Records shown Start Marker

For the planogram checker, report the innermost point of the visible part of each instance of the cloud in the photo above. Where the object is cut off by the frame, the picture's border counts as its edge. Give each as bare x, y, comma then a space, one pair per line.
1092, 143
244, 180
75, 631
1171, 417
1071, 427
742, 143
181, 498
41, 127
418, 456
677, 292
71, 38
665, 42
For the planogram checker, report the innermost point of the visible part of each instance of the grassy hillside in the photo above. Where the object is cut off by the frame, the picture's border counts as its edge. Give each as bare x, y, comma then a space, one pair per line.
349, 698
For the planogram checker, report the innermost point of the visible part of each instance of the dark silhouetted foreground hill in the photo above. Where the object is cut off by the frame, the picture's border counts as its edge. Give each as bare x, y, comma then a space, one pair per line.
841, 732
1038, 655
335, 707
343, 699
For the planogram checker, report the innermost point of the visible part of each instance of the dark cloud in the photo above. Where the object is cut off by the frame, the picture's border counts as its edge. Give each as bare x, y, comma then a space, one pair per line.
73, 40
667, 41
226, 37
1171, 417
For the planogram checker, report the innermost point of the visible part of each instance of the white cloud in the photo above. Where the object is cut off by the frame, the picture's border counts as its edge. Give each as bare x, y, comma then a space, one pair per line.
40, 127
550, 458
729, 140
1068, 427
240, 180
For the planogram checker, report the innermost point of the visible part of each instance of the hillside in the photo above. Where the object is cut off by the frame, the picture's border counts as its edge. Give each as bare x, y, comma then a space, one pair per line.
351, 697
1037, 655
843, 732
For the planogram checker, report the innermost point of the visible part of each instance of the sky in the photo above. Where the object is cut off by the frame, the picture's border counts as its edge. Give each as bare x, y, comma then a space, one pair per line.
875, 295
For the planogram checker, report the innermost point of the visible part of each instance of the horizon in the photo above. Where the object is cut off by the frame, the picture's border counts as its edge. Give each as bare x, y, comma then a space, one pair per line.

Records shown End Marker

§ **Directions for this task**: Repeat the records above exactly.

§ **Expected output**:
For the planogram checker, report the innermost point of the visible part of each instance of the cloud in the photo above. Where the object is cut off by the frame, the picture's border counts as its edge. Give each as bare x, y, comma then a space, one pair per line.
1092, 143
244, 180
75, 631
1171, 417
1071, 427
742, 143
181, 498
41, 127
418, 456
677, 292
71, 38
665, 42
For the planogram checker, report the innermost point of the visible part of each instance of the grassy hillside in the photo above. Where the object is cut off by the frame, the picture's border counts as its edge. Give each as bare x, y, comma then a space, one pair per line.
349, 698
For the planogram checker, report the innermost point of the visible part of each instance of the dark silhouetted foreground hill in the photo above. Where the object is cut off by the frame, the picture's border counts as its edge. Give each as bare x, y, comma then a space, one pair per line.
841, 732
1038, 655
335, 707
343, 699
For the planogram checker, report the innermost point of the visible part of each instance of the dark cloud in the photo above. Where the object is cut off by the frame, the picture's border counts as its edge. Give each as bare x, y, comma then a space, one pair per line.
73, 40
667, 41
226, 37
1171, 417
For the planogram checker, report the innermost point of the visible part of each instance of the white cloud in the photo above. Where the object is cut off by the frame, the picture's border counts as its edge. Give each as bare x, y, comma then a space, one pair per line.
40, 127
550, 458
729, 140
1068, 427
240, 180
For the planogram checker, report the innermost point of the visible part of each instance of the hillside in the photo above. Where the object is cut off by the frame, the picture's border counts as its edge. Give each as bare x, y, comma then a space, one pair per line.
351, 697
1037, 655
843, 732
For the planogram checker, report the innermost point of the visible part of each instance of the sky in the photo above. Where the object is cut off by the frame, the picture's border counts as its edge. Give each as bare x, y, comma then a space, one pair per line.
875, 295
For the planogram checker, report the innermost point of the visible part of each instance of the horizon in the photo above. Where the object is cut off by the frame, the picture's border counts as its edge. Give each as bare x, y, comma then a space, one pair per line.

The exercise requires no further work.